TEXTE CITÉ:
EXCLU WEB / Les filières bas-carbone, le marché parallèle

Pour rémunérer les efforts des agriculteurs, un autre marché se profile : les filières bas carbone. Ici pas de crédit, mais un simple bonus accordé aux produits à émissions réduites, que les entreprises espèrent ensuite valoriser auprès des consommateurs. Encore peu encadrées au niveau réglementaire, et cumulables avec les crédits, ces primes concernent plutôt actuellement en France les grandes cultures. Pour le ministère, il pourrait s’agir d’un moyen de pérenniser les projets issus du label bas-carbone.

EXCLU WEB / Les filières bas-carbone, le marché parallèle

S’ils prouvent que les émissions de leur lait ou de leur blé sont réduites par rapport à la moyenne, les agriculteurs pourraient demain commercialiser des produits agricoles estampillés « bas-carbone ». Principal avantage : les primes concédées pour ces produits par les coopératives ou les transformateurs seront cumulables avec les crédits générés grâce au label bas carbone.

La seule limite légale vient de la loi climat. Afin d’éviter le « greenwashing », cette loi interdit désormais d’apposer sur les étiquettes les mentions « neutre en carbone » ou équivalentes, sans mettre à disposition du public des bilans d’émissions détaillés, le détail des démarches de réduction d’émission, ainsi que « les modalités de compensation des émissions de gaz à effet de serre résiduelles ».

ENTRÉES EXTRAITES:
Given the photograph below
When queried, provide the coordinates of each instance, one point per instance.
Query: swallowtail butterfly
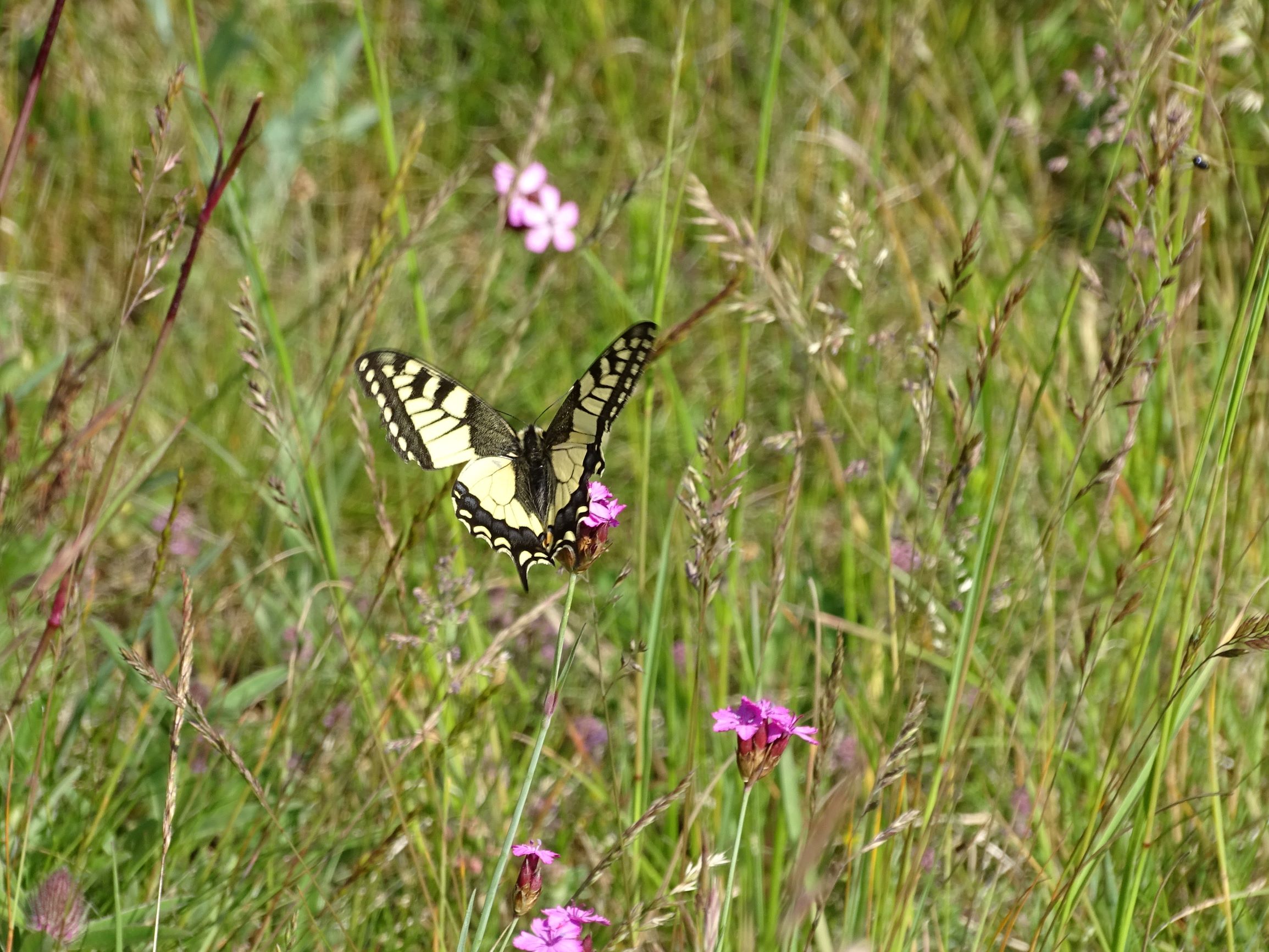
(523, 493)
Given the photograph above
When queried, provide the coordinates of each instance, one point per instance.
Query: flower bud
(528, 887)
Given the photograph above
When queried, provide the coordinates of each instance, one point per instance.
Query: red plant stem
(220, 181)
(221, 177)
(37, 74)
(51, 627)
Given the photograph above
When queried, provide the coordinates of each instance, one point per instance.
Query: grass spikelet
(895, 765)
(901, 823)
(782, 530)
(186, 654)
(630, 834)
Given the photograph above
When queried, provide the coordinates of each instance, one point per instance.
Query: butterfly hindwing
(432, 419)
(575, 438)
(489, 501)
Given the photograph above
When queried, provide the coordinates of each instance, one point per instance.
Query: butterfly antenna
(548, 407)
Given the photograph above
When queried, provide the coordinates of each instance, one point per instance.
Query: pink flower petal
(504, 175)
(516, 211)
(537, 239)
(564, 239)
(548, 197)
(535, 216)
(533, 178)
(568, 216)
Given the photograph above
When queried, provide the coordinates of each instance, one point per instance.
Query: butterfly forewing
(499, 495)
(432, 419)
(579, 431)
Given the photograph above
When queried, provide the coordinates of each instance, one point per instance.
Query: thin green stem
(527, 785)
(384, 104)
(732, 868)
(1139, 855)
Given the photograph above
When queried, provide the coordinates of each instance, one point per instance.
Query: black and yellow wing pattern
(577, 436)
(523, 493)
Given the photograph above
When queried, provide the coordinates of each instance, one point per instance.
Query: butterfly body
(523, 493)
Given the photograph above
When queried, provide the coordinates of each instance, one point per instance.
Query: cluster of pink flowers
(763, 732)
(561, 927)
(59, 908)
(602, 512)
(560, 931)
(535, 207)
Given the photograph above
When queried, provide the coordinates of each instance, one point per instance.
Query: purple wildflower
(603, 507)
(592, 733)
(520, 187)
(561, 917)
(550, 223)
(544, 937)
(535, 848)
(763, 730)
(602, 512)
(59, 909)
(528, 883)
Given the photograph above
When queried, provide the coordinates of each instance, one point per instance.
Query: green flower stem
(732, 868)
(552, 704)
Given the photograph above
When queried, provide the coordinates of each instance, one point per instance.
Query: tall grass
(979, 295)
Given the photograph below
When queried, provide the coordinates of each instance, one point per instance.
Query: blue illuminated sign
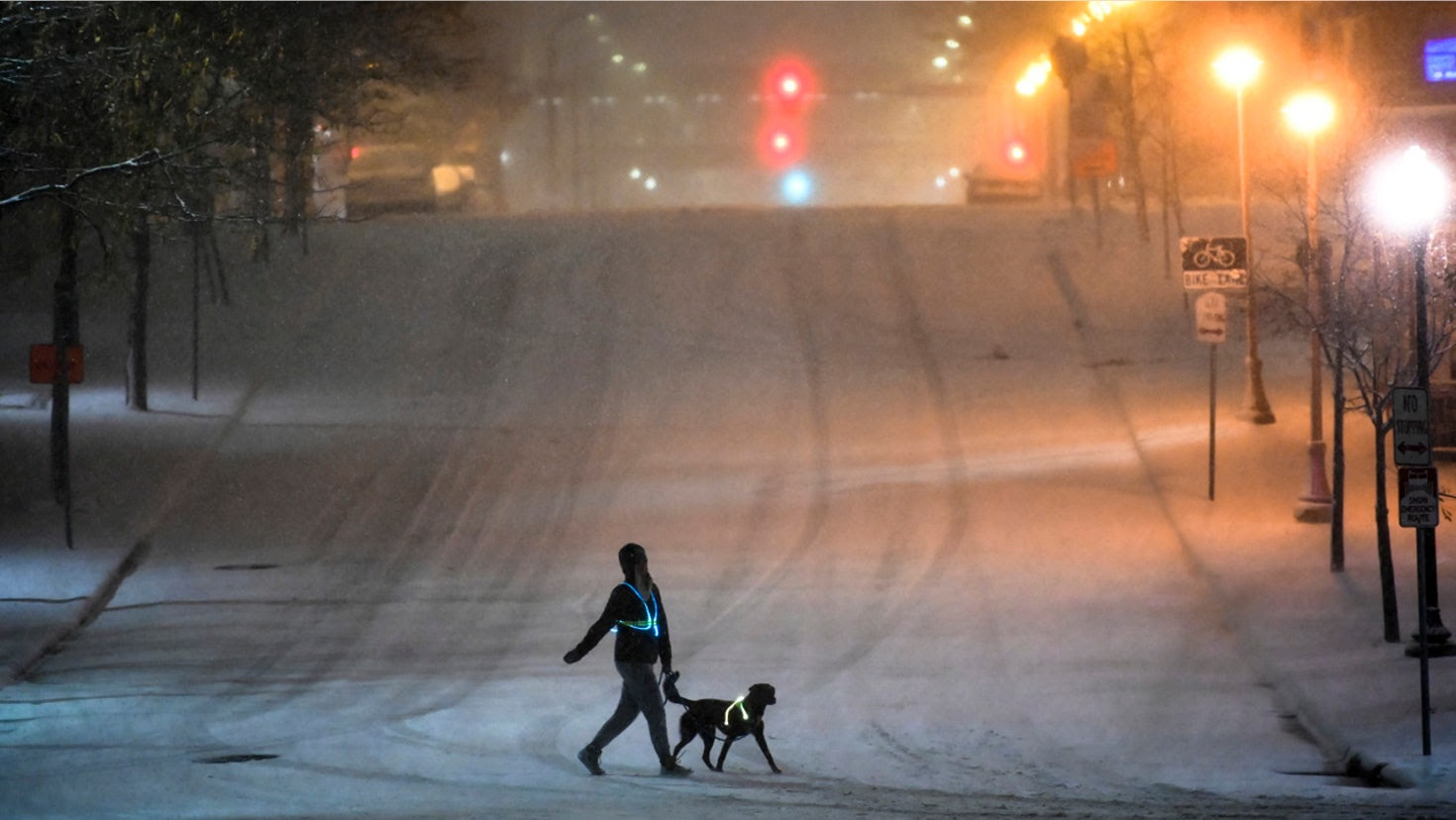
(1440, 60)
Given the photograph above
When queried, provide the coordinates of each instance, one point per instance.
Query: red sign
(43, 364)
(1419, 500)
(1093, 159)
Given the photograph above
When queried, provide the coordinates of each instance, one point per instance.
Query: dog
(733, 718)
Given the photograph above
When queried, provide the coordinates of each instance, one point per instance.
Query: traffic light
(788, 90)
(780, 143)
(1016, 154)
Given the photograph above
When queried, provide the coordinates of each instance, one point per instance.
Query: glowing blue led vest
(648, 609)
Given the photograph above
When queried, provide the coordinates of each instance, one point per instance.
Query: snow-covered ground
(939, 475)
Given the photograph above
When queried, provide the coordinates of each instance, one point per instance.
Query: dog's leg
(724, 754)
(764, 745)
(708, 746)
(686, 732)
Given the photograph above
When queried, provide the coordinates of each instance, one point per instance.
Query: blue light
(1440, 60)
(796, 186)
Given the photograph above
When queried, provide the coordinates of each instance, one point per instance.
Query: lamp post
(1409, 192)
(1309, 114)
(1236, 68)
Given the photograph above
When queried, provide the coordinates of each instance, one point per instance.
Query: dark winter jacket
(641, 627)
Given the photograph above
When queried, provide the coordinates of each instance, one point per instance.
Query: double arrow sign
(1419, 501)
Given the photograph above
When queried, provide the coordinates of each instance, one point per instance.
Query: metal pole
(1313, 506)
(1255, 405)
(1434, 637)
(1213, 404)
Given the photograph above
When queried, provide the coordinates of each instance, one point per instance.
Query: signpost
(1411, 412)
(1419, 510)
(1211, 327)
(1213, 262)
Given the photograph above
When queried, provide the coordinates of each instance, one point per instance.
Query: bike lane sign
(1214, 260)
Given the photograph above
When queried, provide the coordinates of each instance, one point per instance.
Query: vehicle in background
(405, 178)
(1009, 175)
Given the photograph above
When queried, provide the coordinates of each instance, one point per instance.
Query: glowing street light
(1309, 114)
(1408, 194)
(1236, 68)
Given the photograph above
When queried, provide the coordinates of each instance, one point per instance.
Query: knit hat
(629, 557)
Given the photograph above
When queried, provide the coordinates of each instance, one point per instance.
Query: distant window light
(1440, 60)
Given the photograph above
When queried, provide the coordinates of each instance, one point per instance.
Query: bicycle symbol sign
(1214, 260)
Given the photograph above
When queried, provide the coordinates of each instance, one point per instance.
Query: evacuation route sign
(1419, 506)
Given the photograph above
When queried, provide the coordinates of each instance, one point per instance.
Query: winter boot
(591, 759)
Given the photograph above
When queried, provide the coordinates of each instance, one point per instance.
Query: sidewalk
(1315, 637)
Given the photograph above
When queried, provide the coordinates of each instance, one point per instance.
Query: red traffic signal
(780, 143)
(1016, 154)
(789, 83)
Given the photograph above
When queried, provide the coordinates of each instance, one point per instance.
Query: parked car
(405, 178)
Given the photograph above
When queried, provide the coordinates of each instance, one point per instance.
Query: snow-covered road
(894, 461)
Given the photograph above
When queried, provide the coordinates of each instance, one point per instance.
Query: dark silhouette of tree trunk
(137, 321)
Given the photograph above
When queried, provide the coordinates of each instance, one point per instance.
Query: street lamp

À FAIRE:
D'après le texte sur les filières bas-carbone, en France, quel type de production les primes bas-carbone concernent-elles surtout actuellement ?

RÉSULTAT ATTENDU:
Les grandes cultures.